Switch "left hand" to "right hand" in the lines below and leave everything else unchanged.

RECORDS FOR THIS EXERCISE:
☆ ☆ ☆

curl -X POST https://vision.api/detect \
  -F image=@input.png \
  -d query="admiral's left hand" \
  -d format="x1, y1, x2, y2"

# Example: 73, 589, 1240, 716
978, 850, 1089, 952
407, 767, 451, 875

☆ ☆ ☆

FULL RESPONSE:
curl -X POST https://vision.api/detect \
  -F image=@input.png \
  -d query="admiral's right hand" \
  -d format="x1, y1, x2, y2"

# Example: 73, 589, 1240, 716
978, 850, 1089, 952
407, 767, 451, 875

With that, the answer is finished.